__What you should do__
A verbatim reproduction of the lines below, from the line containing "of the fingernail?" through the line containing "Target: brown snail body", both ends included, is the whole required output.

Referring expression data
★ ★ ★ ★

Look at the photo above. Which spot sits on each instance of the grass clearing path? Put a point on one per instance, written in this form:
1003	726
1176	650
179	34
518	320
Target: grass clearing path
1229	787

★ ★ ★ ★

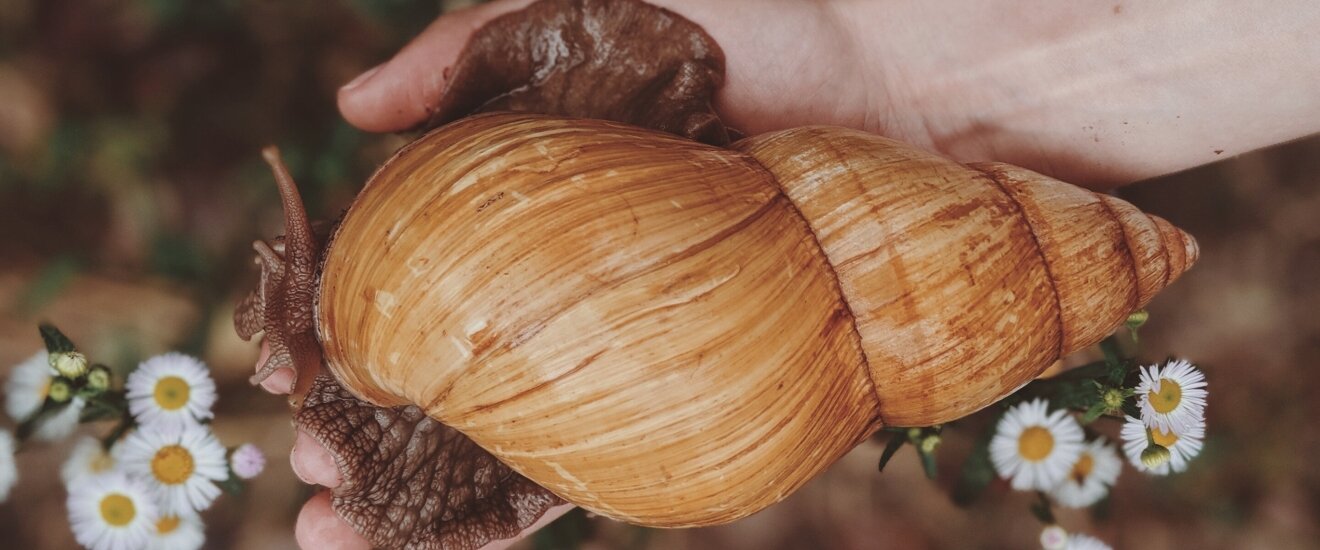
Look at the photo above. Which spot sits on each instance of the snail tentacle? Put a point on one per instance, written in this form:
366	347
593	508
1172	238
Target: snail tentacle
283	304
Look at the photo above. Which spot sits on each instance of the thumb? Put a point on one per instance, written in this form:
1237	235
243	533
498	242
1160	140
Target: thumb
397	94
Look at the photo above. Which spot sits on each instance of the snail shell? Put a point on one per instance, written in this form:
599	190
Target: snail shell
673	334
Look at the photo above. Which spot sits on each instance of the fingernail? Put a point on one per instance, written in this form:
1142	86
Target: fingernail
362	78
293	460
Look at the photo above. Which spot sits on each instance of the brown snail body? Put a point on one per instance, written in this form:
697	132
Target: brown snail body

★ ★ ★ ★

__Answer space__
Look at the photo above. Which spot sits on each instance of the fingernail? Put a point on one per instance, written in this form:
1142	86
Target: fingernail
362	78
293	460
Look at the photo above. Which spot sits on each instance of the brown snail body? Put a point on one per instance, written in this form:
697	132
Target: brown snail body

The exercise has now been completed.